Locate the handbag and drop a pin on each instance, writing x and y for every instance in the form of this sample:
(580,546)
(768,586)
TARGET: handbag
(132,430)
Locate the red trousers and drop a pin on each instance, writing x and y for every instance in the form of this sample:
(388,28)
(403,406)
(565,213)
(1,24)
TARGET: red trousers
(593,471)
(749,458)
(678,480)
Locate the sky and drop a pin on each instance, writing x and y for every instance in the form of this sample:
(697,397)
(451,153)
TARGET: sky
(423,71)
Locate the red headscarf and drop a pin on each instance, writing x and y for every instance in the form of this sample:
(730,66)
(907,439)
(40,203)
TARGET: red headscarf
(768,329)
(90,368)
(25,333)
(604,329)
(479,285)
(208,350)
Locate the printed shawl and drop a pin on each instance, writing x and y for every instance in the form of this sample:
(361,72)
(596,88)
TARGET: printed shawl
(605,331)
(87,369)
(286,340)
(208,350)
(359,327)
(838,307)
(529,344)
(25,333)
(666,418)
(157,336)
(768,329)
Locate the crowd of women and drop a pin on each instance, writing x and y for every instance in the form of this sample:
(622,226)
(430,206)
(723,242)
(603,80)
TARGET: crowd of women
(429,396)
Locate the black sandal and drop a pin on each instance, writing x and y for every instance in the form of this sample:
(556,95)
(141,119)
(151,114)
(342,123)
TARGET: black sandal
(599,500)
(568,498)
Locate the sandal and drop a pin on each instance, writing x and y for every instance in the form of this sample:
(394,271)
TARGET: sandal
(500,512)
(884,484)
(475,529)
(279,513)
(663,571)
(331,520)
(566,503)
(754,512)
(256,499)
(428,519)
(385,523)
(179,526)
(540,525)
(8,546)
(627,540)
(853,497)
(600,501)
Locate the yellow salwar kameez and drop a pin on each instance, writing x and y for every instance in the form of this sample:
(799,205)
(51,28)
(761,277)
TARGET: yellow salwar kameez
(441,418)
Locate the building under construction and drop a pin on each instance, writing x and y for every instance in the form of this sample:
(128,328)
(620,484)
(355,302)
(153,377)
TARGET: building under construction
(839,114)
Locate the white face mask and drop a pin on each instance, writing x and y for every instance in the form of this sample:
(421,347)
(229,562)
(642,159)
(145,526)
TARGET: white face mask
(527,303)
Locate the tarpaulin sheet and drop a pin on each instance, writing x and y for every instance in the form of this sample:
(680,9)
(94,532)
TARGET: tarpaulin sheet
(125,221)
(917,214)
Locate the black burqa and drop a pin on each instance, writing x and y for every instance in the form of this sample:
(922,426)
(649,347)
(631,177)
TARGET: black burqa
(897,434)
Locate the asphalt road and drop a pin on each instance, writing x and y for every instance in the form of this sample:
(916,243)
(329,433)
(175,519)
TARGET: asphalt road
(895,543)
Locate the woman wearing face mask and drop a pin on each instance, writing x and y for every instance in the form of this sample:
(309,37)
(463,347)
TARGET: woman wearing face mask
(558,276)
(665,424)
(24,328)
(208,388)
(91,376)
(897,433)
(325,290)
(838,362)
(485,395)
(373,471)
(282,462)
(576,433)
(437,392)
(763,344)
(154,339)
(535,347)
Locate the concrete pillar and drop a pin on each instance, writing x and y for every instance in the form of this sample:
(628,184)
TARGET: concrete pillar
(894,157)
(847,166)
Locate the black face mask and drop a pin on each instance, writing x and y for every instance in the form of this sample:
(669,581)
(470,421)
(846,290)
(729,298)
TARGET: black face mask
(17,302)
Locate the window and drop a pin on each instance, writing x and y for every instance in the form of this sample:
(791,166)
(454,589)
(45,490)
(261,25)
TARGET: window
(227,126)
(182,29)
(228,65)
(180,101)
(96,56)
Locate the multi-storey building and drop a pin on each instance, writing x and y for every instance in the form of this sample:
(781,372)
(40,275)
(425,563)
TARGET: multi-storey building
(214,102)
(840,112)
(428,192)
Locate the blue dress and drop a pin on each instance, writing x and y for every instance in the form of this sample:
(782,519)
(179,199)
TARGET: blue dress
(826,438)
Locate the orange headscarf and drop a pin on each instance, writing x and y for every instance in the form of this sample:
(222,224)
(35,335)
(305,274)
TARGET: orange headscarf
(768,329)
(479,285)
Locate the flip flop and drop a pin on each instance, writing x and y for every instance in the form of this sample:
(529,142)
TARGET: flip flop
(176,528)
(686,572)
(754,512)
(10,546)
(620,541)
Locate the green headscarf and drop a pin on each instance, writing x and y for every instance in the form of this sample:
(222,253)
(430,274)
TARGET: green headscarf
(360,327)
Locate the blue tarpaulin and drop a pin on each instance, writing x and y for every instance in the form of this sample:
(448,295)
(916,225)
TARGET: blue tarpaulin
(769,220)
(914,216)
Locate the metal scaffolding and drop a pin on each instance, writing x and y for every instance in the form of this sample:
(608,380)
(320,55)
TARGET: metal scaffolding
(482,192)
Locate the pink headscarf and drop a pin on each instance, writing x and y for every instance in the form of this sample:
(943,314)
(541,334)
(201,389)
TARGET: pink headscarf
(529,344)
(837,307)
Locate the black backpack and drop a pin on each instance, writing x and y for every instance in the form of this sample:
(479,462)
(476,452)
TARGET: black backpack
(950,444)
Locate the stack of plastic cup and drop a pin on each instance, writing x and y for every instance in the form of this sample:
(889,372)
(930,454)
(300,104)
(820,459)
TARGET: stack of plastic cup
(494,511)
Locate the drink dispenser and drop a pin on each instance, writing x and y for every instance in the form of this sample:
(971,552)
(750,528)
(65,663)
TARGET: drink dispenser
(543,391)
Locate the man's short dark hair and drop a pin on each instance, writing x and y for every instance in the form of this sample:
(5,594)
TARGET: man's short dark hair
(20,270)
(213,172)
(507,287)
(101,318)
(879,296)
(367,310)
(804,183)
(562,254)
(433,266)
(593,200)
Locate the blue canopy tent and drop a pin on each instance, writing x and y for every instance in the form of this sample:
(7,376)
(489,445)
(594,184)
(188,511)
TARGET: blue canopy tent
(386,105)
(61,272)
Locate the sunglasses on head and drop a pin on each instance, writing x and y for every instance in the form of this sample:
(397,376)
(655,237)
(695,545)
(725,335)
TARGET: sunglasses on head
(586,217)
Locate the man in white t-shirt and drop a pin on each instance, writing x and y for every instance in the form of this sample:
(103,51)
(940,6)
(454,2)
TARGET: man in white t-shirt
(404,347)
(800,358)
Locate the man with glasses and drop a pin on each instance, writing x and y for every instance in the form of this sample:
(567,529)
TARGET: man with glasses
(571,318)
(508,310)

(DIRECTIONS) Please transcribe each entry exactly, keeping every word as it is.

(TASK RESULT)
Locate the handbag and drop a pin on each instance, writing x and y for every instance in the form of this sample:
(580,546)
(768,586)
TARGET: handbag
(132,430)
Locate the red trousers and drop a pin on each instance, writing x and y for every instance in the form of this sample:
(388,28)
(403,406)
(565,213)
(1,24)
TARGET: red trousers
(593,471)
(749,458)
(678,480)
Locate the sky and drop a pin on each instance, writing x and y for every instance in the form of this sample:
(697,397)
(451,153)
TARGET: sky
(423,71)
Locate the red headscarf and drop a pin on each instance, writing x and y for every instance in the form of this sample:
(730,66)
(907,439)
(40,203)
TARGET: red headscarf
(768,329)
(90,368)
(25,333)
(604,329)
(479,285)
(208,350)
Locate the printed shawl and drop a pin on each instance, writing x and y for every instance in the form of this sample:
(361,72)
(596,88)
TARGET: printed shawl
(605,331)
(87,369)
(286,340)
(208,350)
(359,327)
(838,307)
(529,344)
(25,333)
(666,418)
(157,336)
(768,329)
Locate the crowd of women and drop a pin on each instance, writing x and y for every instance in the form of this sample:
(622,226)
(430,206)
(723,242)
(603,80)
TARGET: crowd of women
(429,396)
Locate the black sandal and drop a pin on each instance, writing x and y for every instance in the form of this sample:
(556,95)
(141,119)
(151,114)
(342,123)
TARGET: black sandal
(599,500)
(568,498)
Locate the sandal and drop a pin on each instance, writing x and y for every instance in the form of this sample:
(394,271)
TARGET: sandal
(500,512)
(884,484)
(475,529)
(279,513)
(663,571)
(331,520)
(566,503)
(754,512)
(256,499)
(428,519)
(385,523)
(179,526)
(540,525)
(8,546)
(627,540)
(853,497)
(600,501)
Locate the yellow salwar kameez and drop a pin on each instance, writing x and y for every instance in the form of this sample:
(799,205)
(51,28)
(761,277)
TARGET: yellow salwar kameez
(441,418)
Locate the building under construction and drop a pin on each instance, writing x and y for every instance in the form of this sample:
(128,328)
(620,484)
(355,302)
(153,377)
TARGET: building under construction
(839,114)
Locate the white face mask and drop a pin on each instance, writing x and y for every instance in the form of this sample:
(421,347)
(229,562)
(642,159)
(145,526)
TARGET: white face mask
(527,303)
Locate the tarpaulin sheet and drop a pin on each instance, writing x and y for every instance in the form of this sample:
(680,9)
(94,532)
TARGET: tarpaulin sheet
(125,221)
(917,214)
Locate the black burqa and drop a pin on each instance, writing x and y for every instance in the form of this sample:
(922,426)
(649,347)
(631,177)
TARGET: black burqa
(897,434)
Locate the asphalt road and drop a pin on each instance, writing x and y for every instance in the form of this sample:
(916,243)
(329,433)
(175,519)
TARGET: asphalt road
(895,543)
Locate the woman wearing face mask and drop a pin on each instance, writing x and y for every instance in the form of this sample:
(309,37)
(463,347)
TARGET: woman wearing face mask
(558,276)
(665,424)
(24,328)
(208,388)
(91,376)
(897,433)
(325,290)
(838,362)
(485,395)
(373,471)
(282,462)
(576,433)
(437,392)
(763,344)
(154,339)
(535,347)
Locate the concrete pillar and drop a pin on each instance, writing x and y for every instance in the form of this sample:
(628,184)
TARGET: concrete pillar
(894,157)
(847,166)
Locate the black face mask and drop a pin on each instance, writing x and y for every instance in the form of this sample:
(669,581)
(470,421)
(846,290)
(729,298)
TARGET: black face mask
(17,302)
Locate the window and drop a pin on each instance, writing x and y for every instance in the form of this sample:
(791,166)
(454,589)
(45,490)
(261,25)
TARGET: window
(227,126)
(182,29)
(228,65)
(180,101)
(96,56)
Locate the multi-storey building and drop a pin on each instance, writing x and y for every instance in the form of this sample:
(781,372)
(40,275)
(425,563)
TARGET: multi-storey building
(214,102)
(840,112)
(428,192)
Locate the blue dress and drop a pin on each instance, writing x and y for every instance in the form of this sample:
(782,519)
(179,199)
TARGET: blue dress
(826,438)
Locate the orange headscarf and drop a pin on each instance, writing x and y for every instance in the form of this sample:
(222,224)
(35,335)
(305,274)
TARGET: orange headscarf
(768,329)
(479,285)
Locate the flip flop and drop a pin on each instance, writing x and y for every instance in the form of this sample:
(529,142)
TARGET: flip flop
(176,528)
(686,572)
(754,512)
(10,546)
(620,541)
Locate the green headscarf and drop a pin on each instance, writing x and y for every instance in the form of this sample:
(222,253)
(430,274)
TARGET: green headscarf
(360,327)
Locate the blue tarpaulin and drop a pin on each instance, writing x and y for every instance in the form of this sample:
(448,295)
(916,225)
TARGET: blue tarpaulin
(769,220)
(914,216)
Locate the metal scaffolding and drop a pin on each instance, writing x and y for every instance in the form of this sample:
(608,380)
(320,55)
TARGET: metal scaffolding
(482,192)
Locate the pink headscarf and drop a pin on each instance, writing x and y for every instance in the form of this sample:
(943,314)
(541,334)
(201,389)
TARGET: pink headscarf
(529,344)
(837,307)
Locate the black backpack and drop a pin on each instance, writing x and y for every instance in the form of this sample:
(479,462)
(476,452)
TARGET: black backpack
(950,444)
Locate the stack of plastic cup and drop a pin on each instance, writing x and y for every instance in the form of this sample:
(889,372)
(930,454)
(300,104)
(820,459)
TARGET: stack of plastic cup
(494,511)
Locate the drink dispenser and drop a pin on each instance, writing x and y for every instance in the form of this sample:
(971,552)
(750,528)
(65,663)
TARGET: drink dispenser
(543,391)
Locate the man's short dark hair and drop a pin on each instance, writing x and y for every instance in the form of this sample:
(5,594)
TARGET: man's short dark hair
(20,270)
(213,172)
(507,287)
(101,318)
(879,296)
(367,310)
(804,183)
(562,254)
(433,266)
(593,200)
Locate the blue canopy tent and drop a pin on each instance, writing x and y for every instance in the form of this sample:
(7,376)
(489,445)
(594,184)
(188,511)
TARGET: blue canopy tent
(386,105)
(61,272)
Locate the sunglasses on head and drop a pin on each instance, writing x and y for every instance in the form of this sample:
(397,376)
(655,237)
(695,545)
(725,335)
TARGET: sunglasses on head
(586,217)
Locate the man in white t-shirt and drop a pin on each instance, writing x and y for every instance in the form of this sample:
(103,51)
(940,6)
(454,2)
TARGET: man in white t-shirt
(404,347)
(800,358)
Locate the man with glasses and drop a pin on each instance, writing x and y for every instance in the form of this sample:
(567,529)
TARGET: man with glasses
(571,318)
(508,310)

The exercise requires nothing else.